- _Task statement_
The expected output is every line below, reproduced exactly.

Saved entries

------

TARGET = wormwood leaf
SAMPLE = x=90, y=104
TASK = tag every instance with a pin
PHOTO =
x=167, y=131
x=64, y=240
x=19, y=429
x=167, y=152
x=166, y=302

------

- _Exercise solution_
TARGET = wormwood leaf
SAMPLE = x=90, y=104
TASK = tag every instance with a pin
PHOTO =
x=167, y=131
x=64, y=240
x=19, y=429
x=167, y=152
x=166, y=302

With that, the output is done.